Source excerpt —
I agree with the temp disparity with an exo terra but would also add that my brand new one decided to stop providing my eggs with heat altogether on day 56. I don't know how long before that it had been malfunctioning but I had to cobble a home made emergency incubaator together using a poly box, heat mat and pulse stat. My precious clutch of my first 4 royal eggs are now on day 73 but still alive and apparently OK. Out of desperation on Sunday I cut a window in one to check that they were alive-the baby is apparently OK and reasonably coloured up but sulking in its egg as of this morning; the other 3 still haven't pipped. I am also still waiting for the seller to get back to me after emailing them through their website abount 1 1/2- 2 weeks ago. Obviously I can't recommend the exo terra.


----------



## funky1 (Jun 18, 2008)

Data section —
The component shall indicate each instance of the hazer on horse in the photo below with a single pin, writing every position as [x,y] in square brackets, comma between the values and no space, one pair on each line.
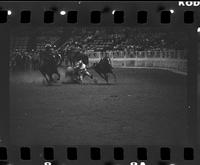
[49,64]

Tasks for this exercise —
1) Repeat the passage of the incubator post starting at "I agree with" and ending at "(Jun 18, 2008)".
2) According to the incubator post, on what day did the brand new incubator stop heating the eggs?

The results —
1)
I agree with the temp disparity with an exo terra but would also add that my brand new one decided to stop providing my eggs with heat altogether on day 56. I don't know how long before that it had been malfunctioning but I had to cobble a home made emergency incubaator together using a poly box, heat mat and pulse stat. My precious clutch of my first 4 royal eggs are now on day 73 but still alive and apparently OK. Out of desperation on Sunday I cut a window in one to check that they were alive-the baby is apparently OK and reasonably coloured up but sulking in its egg as of this morning; the other 3 still haven't pipped. I am also still waiting for the seller to get back to me after emailing them through their website abount 1 1/2- 2 weeks ago. Obviously I can't recommend the exo terra.


----------



## funky1 (Jun 18, 2008)

2) Day 56.